Return an exact copy of the lines from the one holding "Where can you spot the handwritten" to the end of the data, including both the starting and final lines. Leave the pictures out.
[BEGIN Records shown]
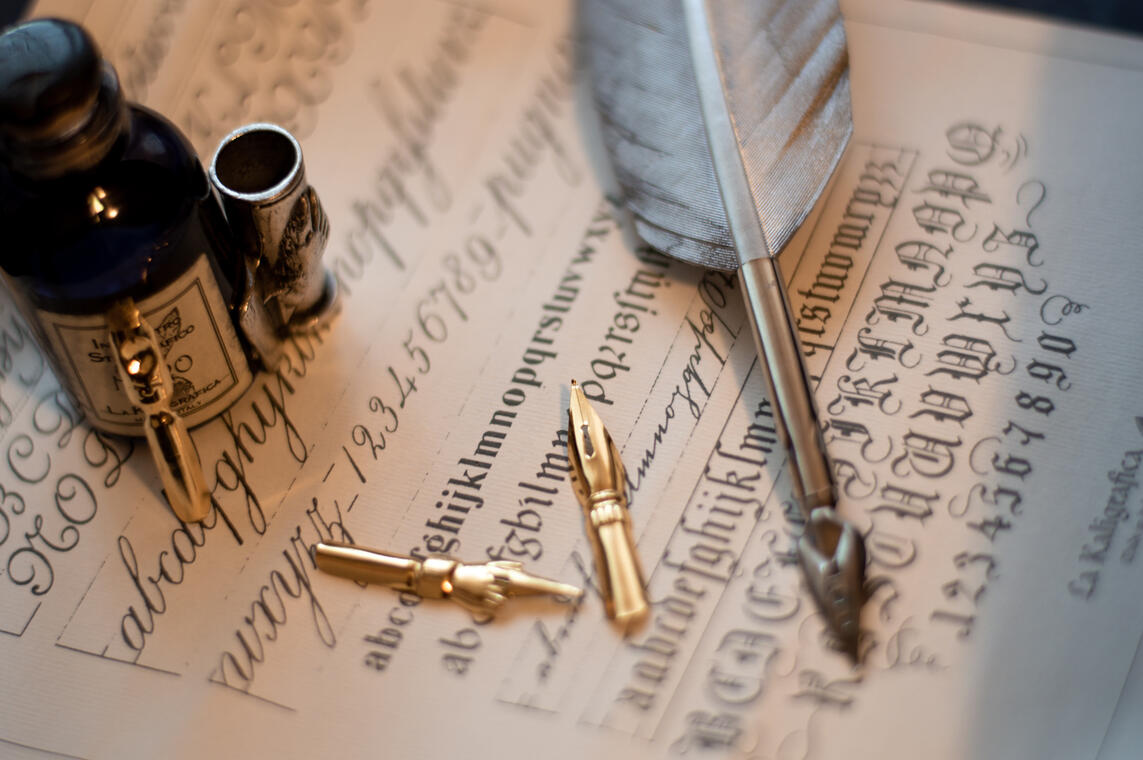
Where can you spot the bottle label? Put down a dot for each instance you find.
(198, 340)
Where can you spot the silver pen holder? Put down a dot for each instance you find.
(281, 230)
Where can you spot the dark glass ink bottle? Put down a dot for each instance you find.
(103, 201)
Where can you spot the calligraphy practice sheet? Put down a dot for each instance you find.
(967, 294)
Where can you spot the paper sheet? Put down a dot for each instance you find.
(967, 298)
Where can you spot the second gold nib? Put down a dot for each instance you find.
(600, 484)
(480, 588)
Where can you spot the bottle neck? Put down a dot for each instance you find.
(77, 146)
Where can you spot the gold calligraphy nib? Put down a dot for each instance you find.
(479, 588)
(148, 385)
(600, 484)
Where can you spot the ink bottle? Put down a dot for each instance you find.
(105, 202)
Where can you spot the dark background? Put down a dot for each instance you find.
(1122, 15)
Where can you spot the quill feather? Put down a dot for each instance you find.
(784, 76)
(725, 120)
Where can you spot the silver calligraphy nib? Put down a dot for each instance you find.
(832, 557)
(480, 588)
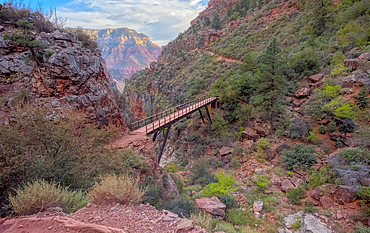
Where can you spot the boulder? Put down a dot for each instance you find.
(249, 134)
(353, 63)
(348, 84)
(365, 182)
(249, 144)
(316, 78)
(335, 135)
(303, 92)
(299, 102)
(225, 151)
(286, 185)
(309, 223)
(276, 182)
(257, 206)
(185, 225)
(260, 129)
(271, 154)
(346, 193)
(326, 202)
(349, 142)
(282, 147)
(211, 205)
(296, 181)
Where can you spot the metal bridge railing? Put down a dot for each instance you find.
(168, 115)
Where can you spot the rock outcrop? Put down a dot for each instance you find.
(125, 50)
(65, 76)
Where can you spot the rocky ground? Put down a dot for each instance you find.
(104, 219)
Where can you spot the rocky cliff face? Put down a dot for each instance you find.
(67, 77)
(125, 51)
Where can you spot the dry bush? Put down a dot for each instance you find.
(203, 220)
(36, 196)
(116, 189)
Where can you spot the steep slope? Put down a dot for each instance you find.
(125, 51)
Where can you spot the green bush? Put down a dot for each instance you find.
(357, 155)
(236, 216)
(229, 201)
(302, 156)
(295, 195)
(74, 201)
(362, 99)
(36, 196)
(224, 186)
(322, 129)
(332, 126)
(364, 193)
(183, 206)
(235, 163)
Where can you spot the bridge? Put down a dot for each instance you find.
(164, 120)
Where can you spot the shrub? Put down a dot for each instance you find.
(297, 225)
(364, 193)
(48, 53)
(182, 206)
(322, 129)
(201, 173)
(332, 126)
(346, 125)
(339, 143)
(362, 99)
(203, 220)
(74, 201)
(236, 216)
(116, 189)
(36, 196)
(295, 195)
(235, 163)
(229, 201)
(224, 186)
(301, 156)
(357, 154)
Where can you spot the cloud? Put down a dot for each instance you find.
(161, 20)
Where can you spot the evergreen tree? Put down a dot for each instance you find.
(229, 11)
(362, 99)
(321, 14)
(253, 4)
(246, 4)
(271, 83)
(216, 22)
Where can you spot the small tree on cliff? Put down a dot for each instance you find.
(216, 22)
(271, 83)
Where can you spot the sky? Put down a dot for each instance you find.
(161, 20)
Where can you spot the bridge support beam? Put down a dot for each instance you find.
(201, 115)
(164, 143)
(209, 116)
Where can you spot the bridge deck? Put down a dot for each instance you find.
(172, 118)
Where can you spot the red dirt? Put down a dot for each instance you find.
(102, 219)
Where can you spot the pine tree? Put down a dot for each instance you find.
(229, 10)
(321, 14)
(271, 83)
(246, 4)
(253, 4)
(216, 22)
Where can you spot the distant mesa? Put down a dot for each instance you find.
(125, 51)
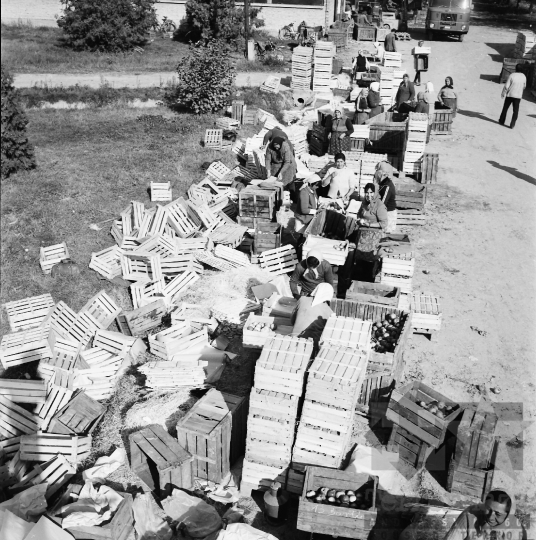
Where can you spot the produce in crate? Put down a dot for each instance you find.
(360, 498)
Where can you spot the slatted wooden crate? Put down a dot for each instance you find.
(373, 293)
(427, 316)
(78, 417)
(15, 420)
(42, 447)
(161, 191)
(160, 462)
(51, 255)
(377, 313)
(23, 391)
(332, 520)
(282, 364)
(405, 411)
(55, 472)
(279, 261)
(214, 432)
(476, 441)
(23, 347)
(28, 312)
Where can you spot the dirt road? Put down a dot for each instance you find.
(479, 247)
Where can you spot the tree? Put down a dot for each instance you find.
(17, 152)
(205, 79)
(107, 25)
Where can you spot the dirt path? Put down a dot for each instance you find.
(123, 80)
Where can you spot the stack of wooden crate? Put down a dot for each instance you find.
(302, 68)
(278, 385)
(323, 65)
(333, 386)
(416, 130)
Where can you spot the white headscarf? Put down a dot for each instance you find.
(322, 293)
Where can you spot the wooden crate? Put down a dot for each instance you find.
(23, 391)
(55, 472)
(375, 313)
(410, 448)
(373, 293)
(28, 312)
(279, 261)
(214, 432)
(429, 168)
(476, 442)
(333, 520)
(23, 347)
(79, 417)
(405, 411)
(43, 447)
(160, 462)
(469, 481)
(51, 255)
(120, 527)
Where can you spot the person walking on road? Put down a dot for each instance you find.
(512, 94)
(390, 41)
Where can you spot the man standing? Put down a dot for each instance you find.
(512, 94)
(390, 41)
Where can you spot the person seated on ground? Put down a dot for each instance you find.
(340, 179)
(372, 214)
(309, 273)
(311, 313)
(280, 162)
(494, 519)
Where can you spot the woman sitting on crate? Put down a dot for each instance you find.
(280, 163)
(309, 273)
(338, 130)
(362, 111)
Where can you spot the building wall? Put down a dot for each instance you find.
(43, 12)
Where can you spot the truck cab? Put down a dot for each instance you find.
(448, 17)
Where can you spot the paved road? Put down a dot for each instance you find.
(123, 80)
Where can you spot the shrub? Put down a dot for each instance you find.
(17, 152)
(107, 25)
(205, 79)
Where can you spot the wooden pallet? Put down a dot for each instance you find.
(160, 462)
(55, 473)
(78, 417)
(28, 312)
(51, 255)
(42, 447)
(404, 411)
(161, 191)
(23, 347)
(332, 520)
(279, 261)
(214, 432)
(15, 420)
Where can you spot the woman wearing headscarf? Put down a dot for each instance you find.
(338, 130)
(448, 96)
(340, 179)
(374, 100)
(280, 163)
(309, 273)
(494, 519)
(361, 107)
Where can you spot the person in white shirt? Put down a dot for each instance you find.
(512, 94)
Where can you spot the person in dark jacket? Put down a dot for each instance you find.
(310, 273)
(390, 41)
(405, 94)
(387, 194)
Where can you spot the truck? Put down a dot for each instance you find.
(448, 17)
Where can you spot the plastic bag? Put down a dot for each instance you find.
(200, 518)
(148, 525)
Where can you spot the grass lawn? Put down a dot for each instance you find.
(28, 49)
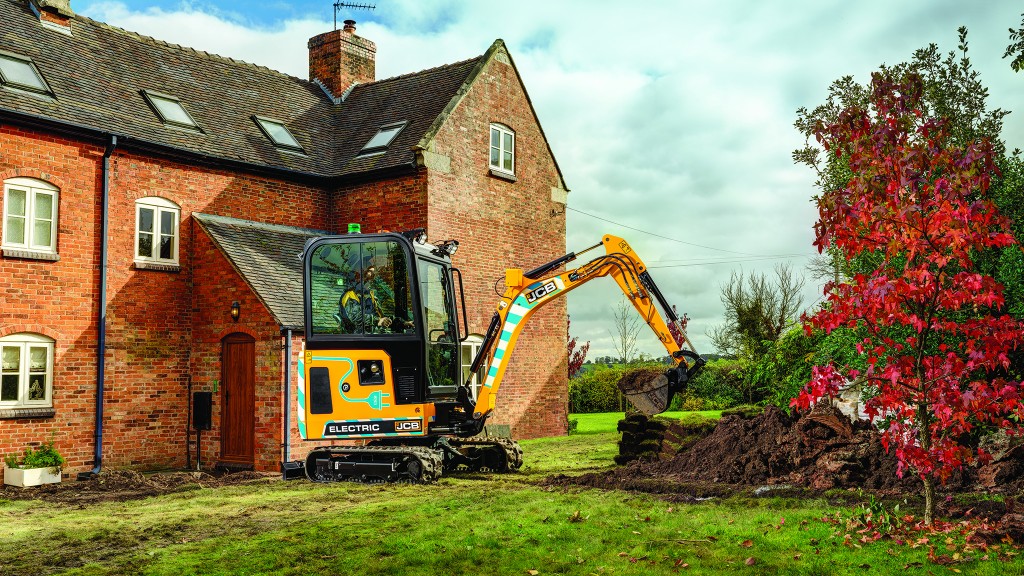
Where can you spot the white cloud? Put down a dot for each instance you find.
(670, 117)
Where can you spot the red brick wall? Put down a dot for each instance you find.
(151, 315)
(499, 224)
(56, 299)
(396, 205)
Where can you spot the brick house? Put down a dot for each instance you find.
(150, 189)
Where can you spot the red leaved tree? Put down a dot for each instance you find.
(577, 356)
(914, 216)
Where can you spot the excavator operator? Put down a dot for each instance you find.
(368, 305)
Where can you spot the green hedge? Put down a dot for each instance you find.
(597, 391)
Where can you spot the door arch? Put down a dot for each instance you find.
(238, 415)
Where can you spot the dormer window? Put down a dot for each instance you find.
(278, 133)
(383, 137)
(169, 110)
(20, 73)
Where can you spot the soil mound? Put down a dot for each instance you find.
(115, 485)
(817, 450)
(821, 449)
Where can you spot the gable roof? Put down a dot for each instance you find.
(266, 256)
(98, 73)
(496, 49)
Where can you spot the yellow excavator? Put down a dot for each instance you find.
(382, 360)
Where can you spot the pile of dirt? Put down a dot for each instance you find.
(818, 450)
(119, 486)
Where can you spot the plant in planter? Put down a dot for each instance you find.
(34, 466)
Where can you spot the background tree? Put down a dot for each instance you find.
(627, 325)
(576, 356)
(1016, 47)
(913, 216)
(758, 312)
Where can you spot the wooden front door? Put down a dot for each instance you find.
(238, 416)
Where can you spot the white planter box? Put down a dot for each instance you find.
(30, 477)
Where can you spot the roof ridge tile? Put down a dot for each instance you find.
(425, 71)
(198, 52)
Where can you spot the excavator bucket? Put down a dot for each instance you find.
(648, 389)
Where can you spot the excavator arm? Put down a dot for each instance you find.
(527, 291)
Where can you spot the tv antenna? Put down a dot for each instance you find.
(340, 5)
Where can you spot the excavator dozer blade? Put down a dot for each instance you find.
(647, 389)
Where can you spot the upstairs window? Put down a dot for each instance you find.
(383, 137)
(502, 149)
(26, 371)
(278, 133)
(30, 215)
(170, 111)
(157, 231)
(20, 73)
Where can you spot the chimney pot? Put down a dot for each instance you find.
(55, 14)
(340, 58)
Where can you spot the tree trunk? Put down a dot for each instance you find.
(925, 438)
(929, 498)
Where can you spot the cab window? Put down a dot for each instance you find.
(359, 288)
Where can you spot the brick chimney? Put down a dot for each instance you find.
(54, 14)
(340, 58)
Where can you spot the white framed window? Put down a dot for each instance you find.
(469, 350)
(30, 215)
(20, 73)
(278, 132)
(502, 149)
(157, 231)
(26, 371)
(170, 110)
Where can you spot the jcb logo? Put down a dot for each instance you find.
(541, 292)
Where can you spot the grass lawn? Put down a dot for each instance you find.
(476, 524)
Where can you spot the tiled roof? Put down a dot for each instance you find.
(267, 258)
(418, 98)
(97, 74)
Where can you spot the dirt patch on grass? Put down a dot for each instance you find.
(818, 451)
(120, 486)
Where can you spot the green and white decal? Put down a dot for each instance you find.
(535, 294)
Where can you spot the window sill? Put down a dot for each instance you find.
(157, 266)
(26, 413)
(503, 174)
(31, 254)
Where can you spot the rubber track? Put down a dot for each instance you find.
(430, 460)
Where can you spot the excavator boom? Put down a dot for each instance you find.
(525, 292)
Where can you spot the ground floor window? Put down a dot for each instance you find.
(26, 371)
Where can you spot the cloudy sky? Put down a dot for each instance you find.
(671, 121)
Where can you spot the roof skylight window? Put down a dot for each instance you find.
(17, 72)
(383, 137)
(170, 110)
(278, 133)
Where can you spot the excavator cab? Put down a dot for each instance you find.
(382, 362)
(382, 336)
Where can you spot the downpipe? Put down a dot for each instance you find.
(101, 328)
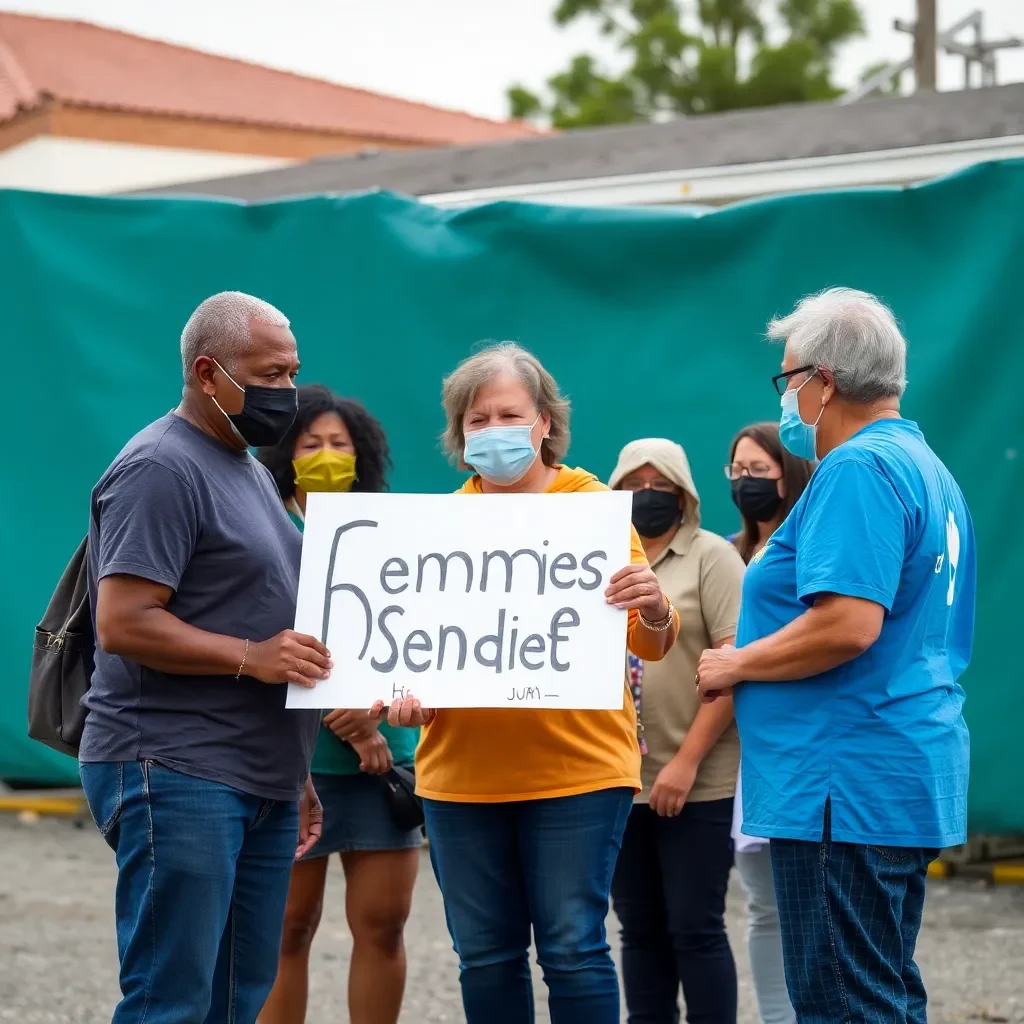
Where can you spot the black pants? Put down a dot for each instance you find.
(669, 893)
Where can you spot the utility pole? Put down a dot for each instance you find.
(925, 46)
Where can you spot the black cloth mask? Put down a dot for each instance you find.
(757, 498)
(654, 512)
(267, 413)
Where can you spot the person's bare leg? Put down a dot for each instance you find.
(287, 1001)
(378, 896)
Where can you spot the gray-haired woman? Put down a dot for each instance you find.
(856, 623)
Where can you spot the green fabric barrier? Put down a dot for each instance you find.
(650, 320)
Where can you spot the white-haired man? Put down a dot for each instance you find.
(194, 771)
(856, 623)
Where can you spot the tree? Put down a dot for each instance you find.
(727, 61)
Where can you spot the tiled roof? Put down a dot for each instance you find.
(81, 65)
(764, 134)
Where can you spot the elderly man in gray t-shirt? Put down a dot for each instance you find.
(194, 770)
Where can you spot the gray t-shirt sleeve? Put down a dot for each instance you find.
(147, 523)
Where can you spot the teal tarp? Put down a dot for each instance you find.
(651, 322)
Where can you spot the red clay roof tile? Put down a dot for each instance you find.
(84, 65)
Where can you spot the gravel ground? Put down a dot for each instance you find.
(57, 958)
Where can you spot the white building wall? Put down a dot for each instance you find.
(93, 168)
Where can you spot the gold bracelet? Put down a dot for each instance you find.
(662, 625)
(245, 657)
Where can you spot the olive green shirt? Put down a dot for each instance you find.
(702, 574)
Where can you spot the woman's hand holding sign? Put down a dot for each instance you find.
(403, 712)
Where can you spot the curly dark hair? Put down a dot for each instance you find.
(373, 458)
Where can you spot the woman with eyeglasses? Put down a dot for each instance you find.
(856, 624)
(767, 481)
(670, 884)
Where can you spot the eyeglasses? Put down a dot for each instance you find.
(781, 381)
(665, 486)
(759, 470)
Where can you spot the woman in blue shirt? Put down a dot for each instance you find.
(856, 624)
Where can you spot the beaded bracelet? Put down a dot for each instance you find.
(245, 657)
(663, 625)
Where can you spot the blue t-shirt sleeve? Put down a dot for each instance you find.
(851, 536)
(147, 523)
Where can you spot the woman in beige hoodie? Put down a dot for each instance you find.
(670, 884)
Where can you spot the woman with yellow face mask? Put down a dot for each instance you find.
(336, 445)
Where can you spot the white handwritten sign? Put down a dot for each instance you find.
(469, 601)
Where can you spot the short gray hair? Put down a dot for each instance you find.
(462, 385)
(851, 334)
(219, 328)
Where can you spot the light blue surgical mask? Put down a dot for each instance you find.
(798, 438)
(501, 455)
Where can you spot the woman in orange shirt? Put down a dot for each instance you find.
(525, 808)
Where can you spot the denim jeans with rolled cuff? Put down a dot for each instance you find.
(203, 875)
(543, 864)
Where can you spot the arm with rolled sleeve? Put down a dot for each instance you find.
(148, 525)
(852, 537)
(850, 545)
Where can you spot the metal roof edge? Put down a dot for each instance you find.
(737, 180)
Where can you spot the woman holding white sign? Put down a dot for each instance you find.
(336, 445)
(525, 808)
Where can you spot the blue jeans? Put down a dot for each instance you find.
(546, 863)
(203, 873)
(669, 893)
(850, 916)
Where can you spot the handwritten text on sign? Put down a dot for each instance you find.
(469, 601)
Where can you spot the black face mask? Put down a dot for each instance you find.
(654, 512)
(266, 415)
(757, 498)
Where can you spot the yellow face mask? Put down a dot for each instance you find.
(325, 470)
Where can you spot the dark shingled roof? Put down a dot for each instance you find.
(712, 140)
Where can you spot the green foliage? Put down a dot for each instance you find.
(728, 59)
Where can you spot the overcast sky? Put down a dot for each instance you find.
(457, 53)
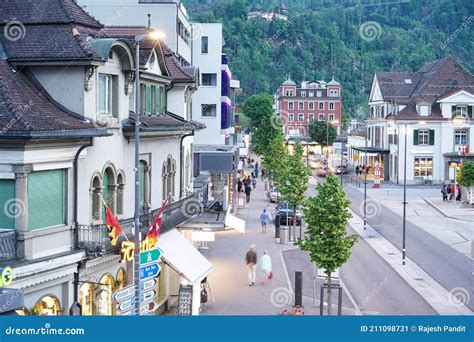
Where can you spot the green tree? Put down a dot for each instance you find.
(326, 216)
(466, 178)
(292, 181)
(320, 131)
(257, 107)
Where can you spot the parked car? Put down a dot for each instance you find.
(343, 169)
(274, 195)
(284, 211)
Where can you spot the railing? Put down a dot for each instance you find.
(94, 238)
(8, 245)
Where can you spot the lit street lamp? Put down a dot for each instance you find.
(155, 36)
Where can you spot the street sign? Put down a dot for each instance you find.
(149, 271)
(126, 305)
(124, 293)
(145, 297)
(150, 256)
(147, 285)
(148, 308)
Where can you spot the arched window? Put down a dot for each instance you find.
(103, 296)
(95, 191)
(86, 293)
(47, 306)
(120, 193)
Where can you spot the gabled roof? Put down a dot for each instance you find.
(27, 109)
(33, 12)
[END Records shown]
- _Reply_:
Where can you spot the handwritten text on sign? Put down a dot for each instance you find.
(469, 601)
Where can you spot the black face mask? Put down a dot for each instance you find.
(654, 512)
(266, 415)
(757, 498)
Where can you spot the yellow face mask? Put down a dot for each instance you find.
(325, 470)
Where can you spot the dark shingled roof? Put down a dot for each instance you find.
(712, 140)
Where can you spot the green foliage? Put down a dot for each instance you find.
(728, 59)
Where can you spot the overcast sky? Put down a dot for each instance you find.
(457, 53)
Where can you spot the green tree? Put down a dot for each instance you find.
(326, 216)
(466, 178)
(292, 181)
(320, 131)
(257, 107)
Where can you spot the parked car? Put down a dot for each instance you find.
(343, 169)
(274, 195)
(284, 211)
Where can you spot the railing? Put down a dot for each instance you find.
(94, 238)
(8, 245)
Where can you spot the lit street lamp? Put down a dot for each instance you find.
(155, 36)
Where can you spot the street sign? Put down a dot for each instance you find.
(149, 271)
(126, 305)
(124, 293)
(145, 297)
(150, 256)
(147, 285)
(148, 308)
Where can you spot the arched window? Put down a dot for each instance you find.
(103, 296)
(95, 191)
(86, 293)
(47, 306)
(120, 193)
Where can you spot the gabled roof? Put down a dot for each instance you find.
(27, 109)
(33, 12)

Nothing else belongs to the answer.